**BRIEF**
Turn the material into a numbered list, starting with its first line and ending with the line that contains "xmin=99 ymin=20 xmax=137 ymax=25". Include both of those lines and leave out any blank lines.

A portion of a data file:
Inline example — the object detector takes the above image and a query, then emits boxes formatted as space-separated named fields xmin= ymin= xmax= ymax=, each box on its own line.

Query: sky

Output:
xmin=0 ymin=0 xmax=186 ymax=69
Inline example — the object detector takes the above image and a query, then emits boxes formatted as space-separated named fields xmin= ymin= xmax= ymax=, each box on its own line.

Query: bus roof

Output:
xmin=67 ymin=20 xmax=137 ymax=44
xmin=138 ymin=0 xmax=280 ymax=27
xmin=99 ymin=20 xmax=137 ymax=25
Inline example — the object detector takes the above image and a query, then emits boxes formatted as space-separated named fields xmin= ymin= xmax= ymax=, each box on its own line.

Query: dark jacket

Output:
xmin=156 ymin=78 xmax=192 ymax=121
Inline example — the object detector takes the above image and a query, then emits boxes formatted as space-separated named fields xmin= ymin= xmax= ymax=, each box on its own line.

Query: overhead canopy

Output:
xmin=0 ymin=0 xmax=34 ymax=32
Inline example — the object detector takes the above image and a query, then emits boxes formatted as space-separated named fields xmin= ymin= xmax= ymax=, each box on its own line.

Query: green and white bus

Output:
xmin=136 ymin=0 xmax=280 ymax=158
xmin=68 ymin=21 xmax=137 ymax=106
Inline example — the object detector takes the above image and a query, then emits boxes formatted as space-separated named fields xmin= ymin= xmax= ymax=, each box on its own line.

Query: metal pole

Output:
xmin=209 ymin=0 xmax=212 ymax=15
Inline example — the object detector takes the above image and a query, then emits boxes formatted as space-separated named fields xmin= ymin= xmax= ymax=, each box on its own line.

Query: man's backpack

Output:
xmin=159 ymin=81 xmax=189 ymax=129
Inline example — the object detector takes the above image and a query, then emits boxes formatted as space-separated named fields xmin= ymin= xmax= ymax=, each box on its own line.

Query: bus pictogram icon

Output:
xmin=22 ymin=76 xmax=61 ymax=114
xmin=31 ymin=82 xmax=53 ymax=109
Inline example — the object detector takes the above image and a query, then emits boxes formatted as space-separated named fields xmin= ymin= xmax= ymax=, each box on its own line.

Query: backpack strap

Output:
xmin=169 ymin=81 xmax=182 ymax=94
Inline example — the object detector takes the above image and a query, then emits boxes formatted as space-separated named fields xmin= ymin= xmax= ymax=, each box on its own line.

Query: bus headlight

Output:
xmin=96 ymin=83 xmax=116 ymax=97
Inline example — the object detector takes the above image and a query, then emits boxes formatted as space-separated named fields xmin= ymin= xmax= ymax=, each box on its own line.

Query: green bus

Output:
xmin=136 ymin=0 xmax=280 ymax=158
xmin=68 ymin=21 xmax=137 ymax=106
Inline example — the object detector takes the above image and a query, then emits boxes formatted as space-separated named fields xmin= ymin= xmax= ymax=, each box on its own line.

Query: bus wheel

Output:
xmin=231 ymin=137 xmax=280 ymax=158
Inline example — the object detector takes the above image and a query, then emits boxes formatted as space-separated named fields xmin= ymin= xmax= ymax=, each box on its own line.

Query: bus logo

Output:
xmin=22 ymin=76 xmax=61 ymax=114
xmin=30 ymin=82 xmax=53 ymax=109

**SOLUTION FOR THIS TASK**
1. Inline example — the object detector takes the above image and a query, then emits boxes formatted as space-separated named fields xmin= ymin= xmax= ymax=, each box on its own line.
2. Query: sky
3. Output:
4. xmin=0 ymin=0 xmax=186 ymax=69
5. Inline example — the object detector takes the above image and a query, then emits boxes formatted as space-separated named fields xmin= ymin= xmax= ymax=, each box on its own line.
6. Query: bus roof
7. Output:
8. xmin=67 ymin=20 xmax=137 ymax=44
9. xmin=138 ymin=0 xmax=280 ymax=27
10. xmin=99 ymin=20 xmax=137 ymax=25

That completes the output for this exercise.